## Begin

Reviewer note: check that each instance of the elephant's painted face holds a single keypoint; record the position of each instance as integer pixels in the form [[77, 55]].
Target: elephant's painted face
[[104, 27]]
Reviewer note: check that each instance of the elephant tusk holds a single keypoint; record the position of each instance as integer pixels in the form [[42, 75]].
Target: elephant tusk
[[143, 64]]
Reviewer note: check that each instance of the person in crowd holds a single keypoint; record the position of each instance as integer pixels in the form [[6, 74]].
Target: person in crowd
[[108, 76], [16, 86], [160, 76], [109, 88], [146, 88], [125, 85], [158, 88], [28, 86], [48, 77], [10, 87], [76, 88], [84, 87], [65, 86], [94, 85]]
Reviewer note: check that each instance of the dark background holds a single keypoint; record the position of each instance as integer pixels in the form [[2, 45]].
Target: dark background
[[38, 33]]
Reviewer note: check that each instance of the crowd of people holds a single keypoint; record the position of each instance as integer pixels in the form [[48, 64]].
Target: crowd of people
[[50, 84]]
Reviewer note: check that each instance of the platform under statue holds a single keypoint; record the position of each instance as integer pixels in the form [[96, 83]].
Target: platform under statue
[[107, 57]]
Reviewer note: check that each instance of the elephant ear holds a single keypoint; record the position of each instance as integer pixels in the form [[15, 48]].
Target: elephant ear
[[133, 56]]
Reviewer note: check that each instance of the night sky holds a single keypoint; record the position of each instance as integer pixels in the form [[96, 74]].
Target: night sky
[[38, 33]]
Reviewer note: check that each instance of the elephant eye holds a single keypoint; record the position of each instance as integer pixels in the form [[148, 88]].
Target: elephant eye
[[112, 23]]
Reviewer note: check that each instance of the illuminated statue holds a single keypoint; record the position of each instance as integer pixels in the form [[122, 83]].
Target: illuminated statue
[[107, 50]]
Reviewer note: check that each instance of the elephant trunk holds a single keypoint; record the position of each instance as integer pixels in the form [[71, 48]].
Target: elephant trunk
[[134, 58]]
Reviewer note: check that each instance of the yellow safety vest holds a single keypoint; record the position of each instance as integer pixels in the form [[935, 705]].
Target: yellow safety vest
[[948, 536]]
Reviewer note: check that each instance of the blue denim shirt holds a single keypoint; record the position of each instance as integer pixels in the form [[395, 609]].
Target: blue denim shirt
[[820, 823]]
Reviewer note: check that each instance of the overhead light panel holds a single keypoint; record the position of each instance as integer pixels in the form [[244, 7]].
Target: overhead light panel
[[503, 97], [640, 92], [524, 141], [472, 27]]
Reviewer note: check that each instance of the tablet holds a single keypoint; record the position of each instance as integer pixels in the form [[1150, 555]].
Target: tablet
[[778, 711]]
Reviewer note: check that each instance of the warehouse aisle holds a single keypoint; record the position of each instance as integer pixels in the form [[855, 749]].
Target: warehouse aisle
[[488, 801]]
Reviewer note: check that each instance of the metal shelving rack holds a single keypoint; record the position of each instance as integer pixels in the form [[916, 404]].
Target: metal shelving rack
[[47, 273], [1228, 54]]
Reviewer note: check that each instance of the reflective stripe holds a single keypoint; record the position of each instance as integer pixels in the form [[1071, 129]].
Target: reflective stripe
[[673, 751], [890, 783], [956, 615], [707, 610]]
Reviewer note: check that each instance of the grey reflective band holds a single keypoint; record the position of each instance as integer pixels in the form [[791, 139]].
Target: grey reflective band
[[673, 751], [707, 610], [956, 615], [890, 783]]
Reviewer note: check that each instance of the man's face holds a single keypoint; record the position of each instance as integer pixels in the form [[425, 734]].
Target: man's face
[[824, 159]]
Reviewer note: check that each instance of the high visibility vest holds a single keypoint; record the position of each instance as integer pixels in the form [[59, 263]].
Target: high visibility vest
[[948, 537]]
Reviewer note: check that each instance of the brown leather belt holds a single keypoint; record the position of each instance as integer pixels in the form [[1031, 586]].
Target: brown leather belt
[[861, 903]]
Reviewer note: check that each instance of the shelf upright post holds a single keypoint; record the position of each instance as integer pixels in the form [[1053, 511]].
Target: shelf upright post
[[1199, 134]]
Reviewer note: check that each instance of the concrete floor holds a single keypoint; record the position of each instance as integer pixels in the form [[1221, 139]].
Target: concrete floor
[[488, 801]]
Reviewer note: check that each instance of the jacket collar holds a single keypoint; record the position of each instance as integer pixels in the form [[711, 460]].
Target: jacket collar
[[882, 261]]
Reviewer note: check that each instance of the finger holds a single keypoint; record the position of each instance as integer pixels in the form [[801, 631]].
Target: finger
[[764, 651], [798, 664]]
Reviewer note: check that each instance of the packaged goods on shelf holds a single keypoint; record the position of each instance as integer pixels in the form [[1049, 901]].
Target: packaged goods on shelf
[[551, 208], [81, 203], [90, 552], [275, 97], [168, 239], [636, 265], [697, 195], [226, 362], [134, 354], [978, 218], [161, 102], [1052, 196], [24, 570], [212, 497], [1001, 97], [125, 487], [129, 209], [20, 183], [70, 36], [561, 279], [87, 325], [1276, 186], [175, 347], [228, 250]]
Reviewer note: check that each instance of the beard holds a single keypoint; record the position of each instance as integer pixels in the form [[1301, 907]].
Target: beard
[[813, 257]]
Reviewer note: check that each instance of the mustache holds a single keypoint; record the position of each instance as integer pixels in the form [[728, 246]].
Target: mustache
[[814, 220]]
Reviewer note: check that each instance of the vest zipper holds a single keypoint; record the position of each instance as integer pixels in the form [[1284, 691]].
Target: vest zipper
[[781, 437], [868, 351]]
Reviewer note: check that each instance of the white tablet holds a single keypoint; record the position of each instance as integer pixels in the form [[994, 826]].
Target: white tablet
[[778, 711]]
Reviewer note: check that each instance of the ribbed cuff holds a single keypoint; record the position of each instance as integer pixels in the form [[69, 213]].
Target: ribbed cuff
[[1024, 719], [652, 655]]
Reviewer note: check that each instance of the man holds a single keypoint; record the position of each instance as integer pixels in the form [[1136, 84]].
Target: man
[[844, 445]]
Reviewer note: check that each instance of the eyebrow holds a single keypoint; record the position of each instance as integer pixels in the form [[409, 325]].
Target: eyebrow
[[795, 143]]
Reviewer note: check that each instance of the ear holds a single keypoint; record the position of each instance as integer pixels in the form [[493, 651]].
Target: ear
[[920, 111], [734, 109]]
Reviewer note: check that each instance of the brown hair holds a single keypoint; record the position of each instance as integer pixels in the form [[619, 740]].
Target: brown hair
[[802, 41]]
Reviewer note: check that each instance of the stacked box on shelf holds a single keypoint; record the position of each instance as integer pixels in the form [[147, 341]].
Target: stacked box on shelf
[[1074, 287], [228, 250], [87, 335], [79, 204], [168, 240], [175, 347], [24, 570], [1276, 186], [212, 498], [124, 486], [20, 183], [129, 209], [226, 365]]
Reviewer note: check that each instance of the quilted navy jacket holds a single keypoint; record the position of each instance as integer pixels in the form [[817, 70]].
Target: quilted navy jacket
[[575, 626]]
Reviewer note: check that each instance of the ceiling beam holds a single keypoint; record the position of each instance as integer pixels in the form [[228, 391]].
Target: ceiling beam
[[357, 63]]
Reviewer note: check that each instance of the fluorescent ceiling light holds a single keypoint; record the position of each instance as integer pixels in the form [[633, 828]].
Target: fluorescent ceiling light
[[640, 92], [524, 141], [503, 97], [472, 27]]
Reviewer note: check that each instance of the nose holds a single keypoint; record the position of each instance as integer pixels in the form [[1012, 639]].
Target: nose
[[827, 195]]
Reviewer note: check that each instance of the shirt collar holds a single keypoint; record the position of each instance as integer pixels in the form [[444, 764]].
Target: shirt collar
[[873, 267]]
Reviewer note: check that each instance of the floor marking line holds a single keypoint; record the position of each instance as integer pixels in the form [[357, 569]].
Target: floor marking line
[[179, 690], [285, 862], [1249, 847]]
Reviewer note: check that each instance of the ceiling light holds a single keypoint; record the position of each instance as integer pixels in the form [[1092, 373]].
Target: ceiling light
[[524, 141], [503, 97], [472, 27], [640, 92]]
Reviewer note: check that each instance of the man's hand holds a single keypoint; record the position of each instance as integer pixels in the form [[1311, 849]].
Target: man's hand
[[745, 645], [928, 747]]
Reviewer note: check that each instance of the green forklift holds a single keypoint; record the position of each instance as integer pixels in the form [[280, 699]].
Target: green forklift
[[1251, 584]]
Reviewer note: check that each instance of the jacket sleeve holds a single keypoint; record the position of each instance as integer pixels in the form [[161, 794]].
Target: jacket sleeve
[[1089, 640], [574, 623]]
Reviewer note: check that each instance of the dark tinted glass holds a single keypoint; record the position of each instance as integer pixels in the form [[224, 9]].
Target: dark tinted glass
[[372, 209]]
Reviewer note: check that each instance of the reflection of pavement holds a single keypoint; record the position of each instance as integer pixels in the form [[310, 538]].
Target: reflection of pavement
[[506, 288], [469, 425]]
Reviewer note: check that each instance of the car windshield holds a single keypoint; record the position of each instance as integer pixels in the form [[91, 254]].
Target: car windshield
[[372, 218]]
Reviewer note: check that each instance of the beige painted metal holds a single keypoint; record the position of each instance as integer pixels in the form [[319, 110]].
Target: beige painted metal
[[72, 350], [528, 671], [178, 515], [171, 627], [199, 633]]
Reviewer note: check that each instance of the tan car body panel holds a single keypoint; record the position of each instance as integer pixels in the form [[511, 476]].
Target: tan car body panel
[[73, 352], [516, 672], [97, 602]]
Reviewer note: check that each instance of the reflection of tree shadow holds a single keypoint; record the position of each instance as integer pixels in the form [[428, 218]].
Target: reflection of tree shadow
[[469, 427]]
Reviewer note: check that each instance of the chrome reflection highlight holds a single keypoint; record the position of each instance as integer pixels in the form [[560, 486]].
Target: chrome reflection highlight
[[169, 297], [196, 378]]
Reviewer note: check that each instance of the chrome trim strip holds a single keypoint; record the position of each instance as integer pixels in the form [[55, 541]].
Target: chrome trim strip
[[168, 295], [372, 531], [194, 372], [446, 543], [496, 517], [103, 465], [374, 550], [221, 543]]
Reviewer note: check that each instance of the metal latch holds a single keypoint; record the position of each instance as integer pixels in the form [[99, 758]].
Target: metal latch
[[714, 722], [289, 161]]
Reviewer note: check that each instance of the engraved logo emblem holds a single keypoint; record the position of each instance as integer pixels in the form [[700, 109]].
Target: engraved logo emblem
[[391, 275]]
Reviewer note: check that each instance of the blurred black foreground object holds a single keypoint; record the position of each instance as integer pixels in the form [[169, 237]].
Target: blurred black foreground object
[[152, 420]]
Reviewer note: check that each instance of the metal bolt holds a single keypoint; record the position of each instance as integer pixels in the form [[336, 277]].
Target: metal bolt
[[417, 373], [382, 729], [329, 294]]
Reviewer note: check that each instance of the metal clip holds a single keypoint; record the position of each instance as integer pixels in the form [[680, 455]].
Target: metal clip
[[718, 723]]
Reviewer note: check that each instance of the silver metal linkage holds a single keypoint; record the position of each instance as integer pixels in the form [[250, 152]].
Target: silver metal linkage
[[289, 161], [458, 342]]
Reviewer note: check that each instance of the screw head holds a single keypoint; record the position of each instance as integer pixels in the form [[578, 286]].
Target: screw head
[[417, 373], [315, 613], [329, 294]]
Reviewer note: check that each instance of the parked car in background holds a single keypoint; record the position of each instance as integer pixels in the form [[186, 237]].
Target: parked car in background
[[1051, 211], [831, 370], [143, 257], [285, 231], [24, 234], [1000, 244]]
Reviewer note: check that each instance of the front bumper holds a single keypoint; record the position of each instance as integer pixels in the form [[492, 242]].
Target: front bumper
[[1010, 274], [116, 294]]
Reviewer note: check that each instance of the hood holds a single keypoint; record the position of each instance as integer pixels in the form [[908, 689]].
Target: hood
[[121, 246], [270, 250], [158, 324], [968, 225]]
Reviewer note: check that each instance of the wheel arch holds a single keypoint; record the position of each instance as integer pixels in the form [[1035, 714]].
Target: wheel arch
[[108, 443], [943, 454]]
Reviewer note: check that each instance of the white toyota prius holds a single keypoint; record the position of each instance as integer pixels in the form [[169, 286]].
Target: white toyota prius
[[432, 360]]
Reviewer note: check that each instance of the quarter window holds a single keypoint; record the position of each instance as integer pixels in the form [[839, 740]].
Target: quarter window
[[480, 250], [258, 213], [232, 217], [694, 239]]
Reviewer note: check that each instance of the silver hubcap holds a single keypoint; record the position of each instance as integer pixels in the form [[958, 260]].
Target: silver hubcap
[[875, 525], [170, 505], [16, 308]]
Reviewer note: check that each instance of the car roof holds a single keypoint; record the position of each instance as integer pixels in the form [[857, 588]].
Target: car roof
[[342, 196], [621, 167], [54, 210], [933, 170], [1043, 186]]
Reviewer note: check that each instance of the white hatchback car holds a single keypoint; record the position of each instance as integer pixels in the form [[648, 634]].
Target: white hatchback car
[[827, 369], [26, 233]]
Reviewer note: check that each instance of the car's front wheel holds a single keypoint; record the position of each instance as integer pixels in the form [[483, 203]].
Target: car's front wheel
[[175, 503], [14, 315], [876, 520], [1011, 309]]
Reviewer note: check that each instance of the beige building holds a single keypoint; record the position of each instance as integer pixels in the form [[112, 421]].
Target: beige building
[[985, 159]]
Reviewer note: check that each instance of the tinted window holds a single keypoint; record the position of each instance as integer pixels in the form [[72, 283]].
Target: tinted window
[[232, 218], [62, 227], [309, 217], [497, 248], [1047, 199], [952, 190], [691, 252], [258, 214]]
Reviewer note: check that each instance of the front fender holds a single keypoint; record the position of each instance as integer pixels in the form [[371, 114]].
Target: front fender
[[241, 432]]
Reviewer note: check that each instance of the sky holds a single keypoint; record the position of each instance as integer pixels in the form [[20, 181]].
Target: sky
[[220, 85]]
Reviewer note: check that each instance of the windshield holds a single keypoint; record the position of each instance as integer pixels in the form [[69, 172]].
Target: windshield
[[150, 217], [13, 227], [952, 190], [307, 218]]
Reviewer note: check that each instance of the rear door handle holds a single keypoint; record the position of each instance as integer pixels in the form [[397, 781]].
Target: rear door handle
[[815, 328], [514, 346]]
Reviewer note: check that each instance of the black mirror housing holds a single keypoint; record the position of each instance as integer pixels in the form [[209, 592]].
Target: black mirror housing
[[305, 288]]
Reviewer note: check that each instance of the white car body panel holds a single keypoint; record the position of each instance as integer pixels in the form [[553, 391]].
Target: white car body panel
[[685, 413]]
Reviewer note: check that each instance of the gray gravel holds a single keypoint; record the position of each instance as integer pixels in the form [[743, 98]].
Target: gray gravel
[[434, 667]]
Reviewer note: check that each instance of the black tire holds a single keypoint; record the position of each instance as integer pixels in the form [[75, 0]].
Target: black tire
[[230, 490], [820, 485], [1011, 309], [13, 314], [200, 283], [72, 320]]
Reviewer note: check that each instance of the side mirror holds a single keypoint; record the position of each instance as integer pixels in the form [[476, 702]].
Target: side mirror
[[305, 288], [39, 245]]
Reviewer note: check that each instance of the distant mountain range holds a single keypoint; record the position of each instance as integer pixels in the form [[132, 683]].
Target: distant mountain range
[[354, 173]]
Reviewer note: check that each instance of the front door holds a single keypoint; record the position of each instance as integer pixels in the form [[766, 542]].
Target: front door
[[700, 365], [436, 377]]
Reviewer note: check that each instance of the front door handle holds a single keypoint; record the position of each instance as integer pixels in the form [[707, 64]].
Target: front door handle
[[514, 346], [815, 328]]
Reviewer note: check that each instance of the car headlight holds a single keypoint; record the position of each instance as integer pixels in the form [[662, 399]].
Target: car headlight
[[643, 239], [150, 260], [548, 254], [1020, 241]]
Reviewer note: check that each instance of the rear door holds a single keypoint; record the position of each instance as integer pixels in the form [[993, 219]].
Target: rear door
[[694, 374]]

## End

Add -124 to every keypoint coordinate in the answers, starting with the line that contains "Reviewer note: check that each instance of the warehouse" and going on through the line that contains "[[948, 537]]". Reproduce only those records, copying every other line and number unchanged.

Solution -
Reviewer note: check that each instance of the warehouse aisle holds a single keypoint; record the position of each instance as integer pixels in the form [[855, 749]].
Target: warehouse aisle
[[364, 677]]
Reviewer note: check that each instance of the metal shelving rack holds a single keypoint; record the position of each instance as integer pixels in the form [[916, 404]].
Target: metal shelving rack
[[-77, 149], [1104, -70]]
Reviewer note: check that each instance of the reflective stripe holds a single keypoint; record the position of each instance as integer pixels in the form [[1071, 129]].
Target: reflective stripe
[[549, 627], [766, 659], [832, 491], [583, 486]]
Reviewer note: check that each instance of the grey reflective band holds a single keypoint; record the position of each instance as integer pixels in the form [[791, 139]].
Target: grey reflective band
[[549, 627], [583, 486], [832, 491], [766, 659]]
Reviewer note: check that each instance of the man's face holds a single keypoint; record the position of each instance as integer pixels in the form [[425, 734]].
Target: man's face
[[700, 35]]
Reviewer note: check that each instance of the high visibility vest holds a single keypoint; record the position of each instance as integer pixels in the form [[59, 263]].
Target: high visibility vest
[[824, 413]]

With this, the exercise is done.